### TASK GOAL
Would you restate the listing word for word, with the images omitted?
────────────────
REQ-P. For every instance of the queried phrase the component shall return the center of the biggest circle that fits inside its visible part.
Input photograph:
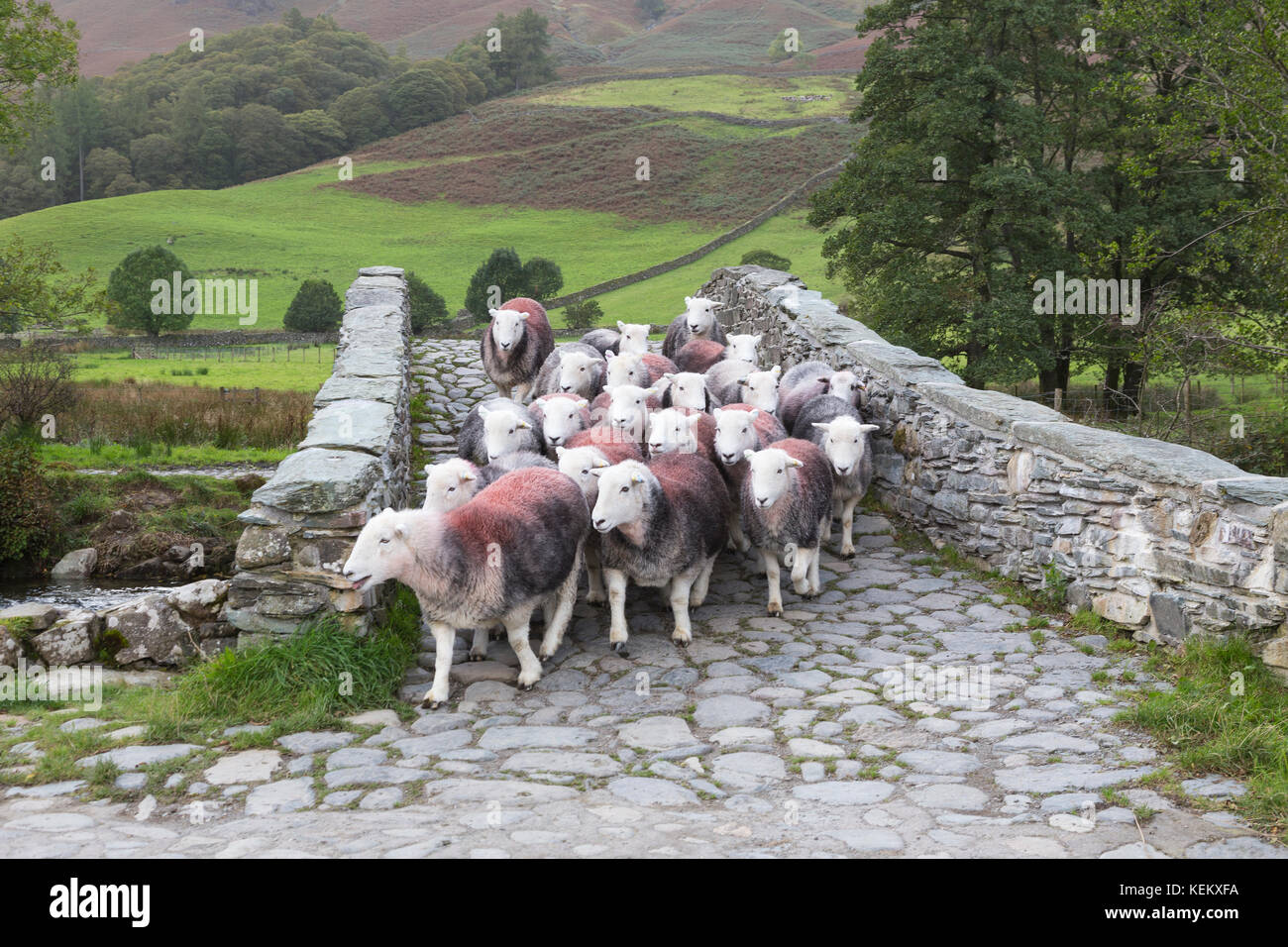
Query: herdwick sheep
(687, 389)
(572, 368)
(786, 504)
(559, 416)
(494, 560)
(515, 346)
(697, 322)
(837, 428)
(497, 427)
(661, 523)
(732, 381)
────────────────
### EXERCISE ANSWER
REQ-P. For every instance of the queried phrase the component shall return the center of the biggest circle that fits inside its visible part.
Input photograph:
Query: herdwick sheep
(687, 389)
(572, 368)
(786, 504)
(559, 416)
(494, 560)
(515, 346)
(697, 322)
(837, 428)
(497, 427)
(661, 523)
(732, 381)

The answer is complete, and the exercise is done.